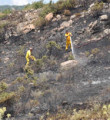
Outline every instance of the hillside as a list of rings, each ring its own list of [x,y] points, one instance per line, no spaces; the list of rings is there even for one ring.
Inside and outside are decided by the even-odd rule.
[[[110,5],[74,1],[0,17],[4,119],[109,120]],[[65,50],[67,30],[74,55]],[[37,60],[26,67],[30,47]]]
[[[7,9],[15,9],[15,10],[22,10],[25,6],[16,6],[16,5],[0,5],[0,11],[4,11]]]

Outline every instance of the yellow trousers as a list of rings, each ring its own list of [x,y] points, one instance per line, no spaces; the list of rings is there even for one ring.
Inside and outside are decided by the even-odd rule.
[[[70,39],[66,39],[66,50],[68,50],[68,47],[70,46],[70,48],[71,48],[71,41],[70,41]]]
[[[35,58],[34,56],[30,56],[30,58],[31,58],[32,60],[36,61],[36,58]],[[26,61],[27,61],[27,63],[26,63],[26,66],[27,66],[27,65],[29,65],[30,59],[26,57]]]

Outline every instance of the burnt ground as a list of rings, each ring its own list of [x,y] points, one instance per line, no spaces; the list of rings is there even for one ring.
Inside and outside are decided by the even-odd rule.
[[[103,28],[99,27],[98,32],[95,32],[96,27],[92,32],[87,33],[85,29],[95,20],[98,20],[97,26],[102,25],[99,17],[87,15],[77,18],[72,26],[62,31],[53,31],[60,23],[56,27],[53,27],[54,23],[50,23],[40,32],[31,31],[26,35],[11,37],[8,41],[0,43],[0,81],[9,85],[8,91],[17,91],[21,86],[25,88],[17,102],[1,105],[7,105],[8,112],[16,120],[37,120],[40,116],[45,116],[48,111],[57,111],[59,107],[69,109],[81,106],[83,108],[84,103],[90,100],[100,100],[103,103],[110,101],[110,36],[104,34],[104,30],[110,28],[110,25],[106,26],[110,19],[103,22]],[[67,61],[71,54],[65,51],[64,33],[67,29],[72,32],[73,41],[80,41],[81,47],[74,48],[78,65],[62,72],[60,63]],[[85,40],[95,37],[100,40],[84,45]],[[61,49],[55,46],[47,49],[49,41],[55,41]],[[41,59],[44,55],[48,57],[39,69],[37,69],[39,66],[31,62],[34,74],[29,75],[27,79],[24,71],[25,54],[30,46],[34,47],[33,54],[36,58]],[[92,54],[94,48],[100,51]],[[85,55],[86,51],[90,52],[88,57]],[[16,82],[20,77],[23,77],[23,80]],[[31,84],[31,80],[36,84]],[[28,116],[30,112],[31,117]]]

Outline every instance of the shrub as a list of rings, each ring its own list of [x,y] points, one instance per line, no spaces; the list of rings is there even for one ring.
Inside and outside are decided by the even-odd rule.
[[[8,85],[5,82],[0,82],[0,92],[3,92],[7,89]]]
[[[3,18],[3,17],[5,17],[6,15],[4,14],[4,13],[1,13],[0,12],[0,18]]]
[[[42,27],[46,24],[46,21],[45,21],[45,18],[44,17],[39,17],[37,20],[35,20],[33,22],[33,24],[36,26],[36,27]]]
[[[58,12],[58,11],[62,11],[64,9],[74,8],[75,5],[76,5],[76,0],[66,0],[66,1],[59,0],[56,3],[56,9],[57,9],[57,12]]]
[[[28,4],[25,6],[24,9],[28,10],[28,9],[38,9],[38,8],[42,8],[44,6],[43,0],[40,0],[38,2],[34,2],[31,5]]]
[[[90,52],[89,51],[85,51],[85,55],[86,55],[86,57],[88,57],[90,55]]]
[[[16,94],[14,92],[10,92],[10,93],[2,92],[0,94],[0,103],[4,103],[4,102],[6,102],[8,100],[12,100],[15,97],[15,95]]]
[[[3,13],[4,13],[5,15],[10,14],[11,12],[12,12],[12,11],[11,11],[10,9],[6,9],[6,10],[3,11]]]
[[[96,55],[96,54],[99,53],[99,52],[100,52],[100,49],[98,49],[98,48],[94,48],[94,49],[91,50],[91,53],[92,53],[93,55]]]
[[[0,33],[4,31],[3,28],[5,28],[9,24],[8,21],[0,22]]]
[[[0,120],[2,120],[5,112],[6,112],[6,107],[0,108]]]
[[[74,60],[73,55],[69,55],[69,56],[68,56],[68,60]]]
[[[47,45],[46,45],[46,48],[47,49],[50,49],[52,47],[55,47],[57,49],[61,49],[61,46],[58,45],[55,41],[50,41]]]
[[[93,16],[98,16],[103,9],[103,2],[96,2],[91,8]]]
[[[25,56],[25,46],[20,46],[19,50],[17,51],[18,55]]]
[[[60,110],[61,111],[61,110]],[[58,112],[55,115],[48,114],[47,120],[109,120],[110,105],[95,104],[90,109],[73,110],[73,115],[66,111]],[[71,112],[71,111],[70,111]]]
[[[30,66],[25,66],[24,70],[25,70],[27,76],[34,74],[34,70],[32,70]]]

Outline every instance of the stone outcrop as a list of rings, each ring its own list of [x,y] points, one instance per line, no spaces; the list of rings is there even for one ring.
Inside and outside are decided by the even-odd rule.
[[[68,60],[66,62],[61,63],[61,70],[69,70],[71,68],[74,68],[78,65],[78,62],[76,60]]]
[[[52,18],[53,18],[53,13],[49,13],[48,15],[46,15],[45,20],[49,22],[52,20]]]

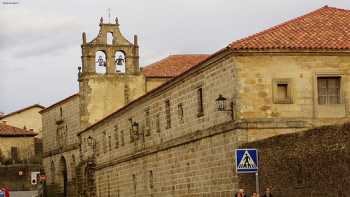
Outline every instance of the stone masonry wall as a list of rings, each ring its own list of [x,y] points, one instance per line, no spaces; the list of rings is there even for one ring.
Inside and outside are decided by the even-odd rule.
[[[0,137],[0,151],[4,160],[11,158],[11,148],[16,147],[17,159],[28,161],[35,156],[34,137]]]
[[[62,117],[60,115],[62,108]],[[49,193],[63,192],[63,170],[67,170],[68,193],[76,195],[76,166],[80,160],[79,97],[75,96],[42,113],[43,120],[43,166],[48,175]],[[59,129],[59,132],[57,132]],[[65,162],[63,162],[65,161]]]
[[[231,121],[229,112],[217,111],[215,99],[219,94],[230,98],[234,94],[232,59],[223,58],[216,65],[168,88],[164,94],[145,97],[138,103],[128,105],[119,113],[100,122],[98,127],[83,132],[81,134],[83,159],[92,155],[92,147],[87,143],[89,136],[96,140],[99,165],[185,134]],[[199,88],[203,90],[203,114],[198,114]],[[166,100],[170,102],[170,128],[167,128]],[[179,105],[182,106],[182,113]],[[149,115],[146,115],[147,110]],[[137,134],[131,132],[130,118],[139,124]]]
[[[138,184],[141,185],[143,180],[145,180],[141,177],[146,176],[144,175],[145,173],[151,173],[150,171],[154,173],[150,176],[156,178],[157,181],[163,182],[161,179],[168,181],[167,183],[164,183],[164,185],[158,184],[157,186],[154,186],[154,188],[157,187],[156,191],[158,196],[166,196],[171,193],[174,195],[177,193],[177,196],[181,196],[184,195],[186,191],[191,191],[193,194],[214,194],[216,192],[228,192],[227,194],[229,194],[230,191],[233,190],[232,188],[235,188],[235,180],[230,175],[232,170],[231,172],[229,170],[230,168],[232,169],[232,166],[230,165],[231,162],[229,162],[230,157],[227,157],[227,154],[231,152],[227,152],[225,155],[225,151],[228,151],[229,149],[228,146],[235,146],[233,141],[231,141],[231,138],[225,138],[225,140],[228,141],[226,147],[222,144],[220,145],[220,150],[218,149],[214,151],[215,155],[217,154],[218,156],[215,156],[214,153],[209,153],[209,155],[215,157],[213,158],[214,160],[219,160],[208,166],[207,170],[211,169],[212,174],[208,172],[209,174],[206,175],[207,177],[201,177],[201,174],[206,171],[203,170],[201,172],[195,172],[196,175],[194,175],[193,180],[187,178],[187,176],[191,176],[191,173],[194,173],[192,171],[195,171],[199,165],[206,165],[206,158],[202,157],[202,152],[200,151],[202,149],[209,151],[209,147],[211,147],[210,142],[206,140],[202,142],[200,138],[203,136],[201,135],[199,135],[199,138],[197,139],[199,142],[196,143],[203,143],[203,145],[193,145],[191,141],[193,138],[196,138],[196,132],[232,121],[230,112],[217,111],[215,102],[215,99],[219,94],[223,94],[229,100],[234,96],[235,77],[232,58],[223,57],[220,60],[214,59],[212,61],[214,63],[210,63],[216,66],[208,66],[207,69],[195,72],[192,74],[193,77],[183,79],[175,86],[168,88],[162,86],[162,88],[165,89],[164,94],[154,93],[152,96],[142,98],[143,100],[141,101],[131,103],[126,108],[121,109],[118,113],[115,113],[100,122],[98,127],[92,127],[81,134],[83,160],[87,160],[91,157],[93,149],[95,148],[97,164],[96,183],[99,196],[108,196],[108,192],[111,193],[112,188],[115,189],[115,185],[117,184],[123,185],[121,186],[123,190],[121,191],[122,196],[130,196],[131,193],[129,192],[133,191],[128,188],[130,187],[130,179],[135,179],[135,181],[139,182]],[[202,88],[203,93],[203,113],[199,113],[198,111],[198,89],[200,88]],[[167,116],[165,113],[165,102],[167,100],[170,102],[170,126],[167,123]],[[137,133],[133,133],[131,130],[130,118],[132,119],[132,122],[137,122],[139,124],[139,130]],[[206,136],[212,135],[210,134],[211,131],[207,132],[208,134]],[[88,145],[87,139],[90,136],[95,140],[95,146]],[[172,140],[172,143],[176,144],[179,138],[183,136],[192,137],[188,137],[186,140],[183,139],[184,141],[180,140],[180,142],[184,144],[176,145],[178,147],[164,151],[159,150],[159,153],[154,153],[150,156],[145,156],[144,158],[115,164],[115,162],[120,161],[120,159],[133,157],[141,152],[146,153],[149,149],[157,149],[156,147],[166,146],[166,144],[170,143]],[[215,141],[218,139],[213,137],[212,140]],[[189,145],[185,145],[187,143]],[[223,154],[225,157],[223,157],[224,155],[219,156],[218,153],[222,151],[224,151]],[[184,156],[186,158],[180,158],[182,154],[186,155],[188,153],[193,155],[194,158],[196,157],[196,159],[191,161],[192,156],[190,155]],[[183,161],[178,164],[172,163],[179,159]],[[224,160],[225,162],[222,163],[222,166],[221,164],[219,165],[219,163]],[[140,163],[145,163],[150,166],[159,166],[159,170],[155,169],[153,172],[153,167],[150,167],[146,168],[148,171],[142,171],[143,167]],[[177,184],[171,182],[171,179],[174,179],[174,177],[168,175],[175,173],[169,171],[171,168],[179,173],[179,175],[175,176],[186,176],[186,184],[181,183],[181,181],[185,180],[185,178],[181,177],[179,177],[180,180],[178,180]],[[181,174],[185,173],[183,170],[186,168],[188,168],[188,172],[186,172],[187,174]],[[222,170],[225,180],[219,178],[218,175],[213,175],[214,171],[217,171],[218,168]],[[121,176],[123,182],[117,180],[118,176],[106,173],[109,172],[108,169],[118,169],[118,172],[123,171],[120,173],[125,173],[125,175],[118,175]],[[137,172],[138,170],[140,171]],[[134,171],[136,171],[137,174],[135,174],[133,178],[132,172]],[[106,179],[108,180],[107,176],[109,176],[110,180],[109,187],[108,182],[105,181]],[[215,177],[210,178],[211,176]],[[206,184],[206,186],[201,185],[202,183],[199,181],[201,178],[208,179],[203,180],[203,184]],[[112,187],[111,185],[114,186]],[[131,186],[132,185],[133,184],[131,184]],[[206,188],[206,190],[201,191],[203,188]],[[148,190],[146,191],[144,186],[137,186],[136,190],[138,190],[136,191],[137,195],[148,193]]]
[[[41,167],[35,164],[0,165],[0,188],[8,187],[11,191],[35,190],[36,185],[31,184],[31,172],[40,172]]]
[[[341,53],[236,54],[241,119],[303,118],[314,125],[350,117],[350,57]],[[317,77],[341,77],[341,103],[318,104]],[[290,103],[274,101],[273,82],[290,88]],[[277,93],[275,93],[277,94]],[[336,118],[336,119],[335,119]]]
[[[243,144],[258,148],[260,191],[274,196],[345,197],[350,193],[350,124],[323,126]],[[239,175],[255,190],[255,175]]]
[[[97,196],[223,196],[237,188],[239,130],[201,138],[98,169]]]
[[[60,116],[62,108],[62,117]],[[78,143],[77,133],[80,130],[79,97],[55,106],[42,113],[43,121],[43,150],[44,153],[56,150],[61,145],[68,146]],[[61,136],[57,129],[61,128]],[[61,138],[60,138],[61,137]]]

• **WHAT TO PRODUCE**
Give the number of lines in the listing that include the word "stone", without any added words.

• **RESULT**
2